── RECORDS FOR THIS TASK

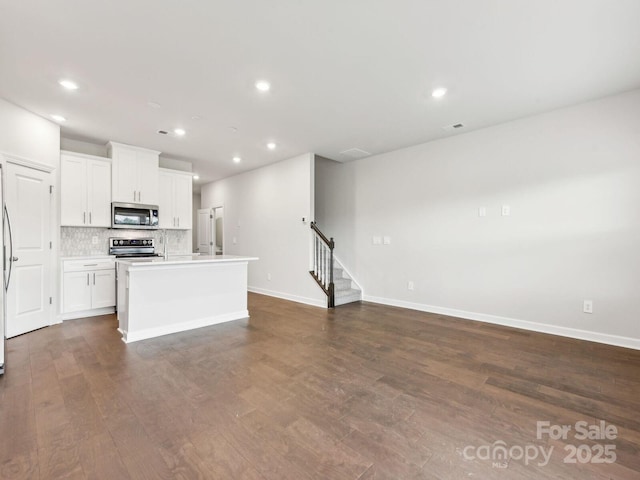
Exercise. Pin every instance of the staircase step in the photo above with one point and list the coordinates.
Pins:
(351, 295)
(341, 283)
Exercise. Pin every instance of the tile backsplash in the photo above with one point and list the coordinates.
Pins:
(76, 241)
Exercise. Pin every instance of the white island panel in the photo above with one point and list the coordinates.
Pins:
(167, 296)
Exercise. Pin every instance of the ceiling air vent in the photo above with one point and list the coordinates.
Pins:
(454, 127)
(354, 153)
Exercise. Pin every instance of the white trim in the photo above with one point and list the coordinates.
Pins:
(86, 156)
(87, 313)
(627, 342)
(294, 298)
(27, 162)
(353, 280)
(182, 327)
(110, 145)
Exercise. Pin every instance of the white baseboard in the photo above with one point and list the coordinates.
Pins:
(87, 313)
(598, 337)
(129, 337)
(286, 296)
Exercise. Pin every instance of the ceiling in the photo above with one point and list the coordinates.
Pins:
(343, 74)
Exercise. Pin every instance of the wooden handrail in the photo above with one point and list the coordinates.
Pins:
(329, 241)
(323, 264)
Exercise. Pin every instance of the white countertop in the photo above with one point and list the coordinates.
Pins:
(184, 259)
(87, 257)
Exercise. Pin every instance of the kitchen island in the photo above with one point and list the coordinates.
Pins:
(158, 296)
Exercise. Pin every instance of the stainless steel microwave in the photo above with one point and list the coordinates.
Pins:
(134, 216)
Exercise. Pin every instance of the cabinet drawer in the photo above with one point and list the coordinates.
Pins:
(88, 265)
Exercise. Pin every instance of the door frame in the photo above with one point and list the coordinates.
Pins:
(213, 228)
(54, 227)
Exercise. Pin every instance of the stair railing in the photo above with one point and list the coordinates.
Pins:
(323, 263)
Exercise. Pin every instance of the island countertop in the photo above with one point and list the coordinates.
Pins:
(185, 259)
(159, 297)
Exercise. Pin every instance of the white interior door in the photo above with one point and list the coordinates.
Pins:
(205, 237)
(28, 200)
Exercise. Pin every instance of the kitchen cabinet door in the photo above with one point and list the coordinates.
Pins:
(73, 191)
(124, 187)
(77, 291)
(183, 200)
(103, 292)
(99, 193)
(147, 177)
(176, 199)
(165, 202)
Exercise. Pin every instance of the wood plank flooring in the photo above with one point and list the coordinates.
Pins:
(296, 392)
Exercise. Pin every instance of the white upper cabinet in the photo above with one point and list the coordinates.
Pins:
(85, 190)
(134, 174)
(176, 202)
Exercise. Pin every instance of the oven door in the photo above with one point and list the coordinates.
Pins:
(134, 216)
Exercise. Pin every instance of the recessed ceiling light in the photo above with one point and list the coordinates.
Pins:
(263, 86)
(439, 92)
(68, 84)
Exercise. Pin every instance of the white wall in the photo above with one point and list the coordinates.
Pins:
(37, 140)
(28, 136)
(263, 210)
(572, 180)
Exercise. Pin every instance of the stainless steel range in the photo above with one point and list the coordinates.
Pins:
(132, 247)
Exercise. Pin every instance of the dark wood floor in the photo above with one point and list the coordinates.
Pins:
(297, 392)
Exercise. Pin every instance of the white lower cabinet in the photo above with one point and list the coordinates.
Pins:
(88, 287)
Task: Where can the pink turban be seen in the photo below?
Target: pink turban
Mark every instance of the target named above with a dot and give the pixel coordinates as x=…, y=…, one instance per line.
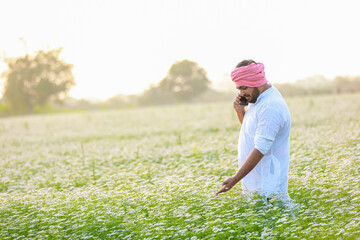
x=252, y=75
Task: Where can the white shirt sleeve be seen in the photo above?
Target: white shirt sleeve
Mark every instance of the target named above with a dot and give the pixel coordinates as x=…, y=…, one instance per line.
x=270, y=122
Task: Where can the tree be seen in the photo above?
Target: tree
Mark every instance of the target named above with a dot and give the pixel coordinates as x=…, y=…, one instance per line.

────

*TASK ITEM*.
Return, from the data, each line where the string "kitchen" occurs.

*TASK ANSWER*.
Exercise. Pin every instance of the kitchen island in the photo above with one point and list the coordinates.
Exercise. Pin every instance of the kitchen cabinet door in the photo above with one point and list the coordinates.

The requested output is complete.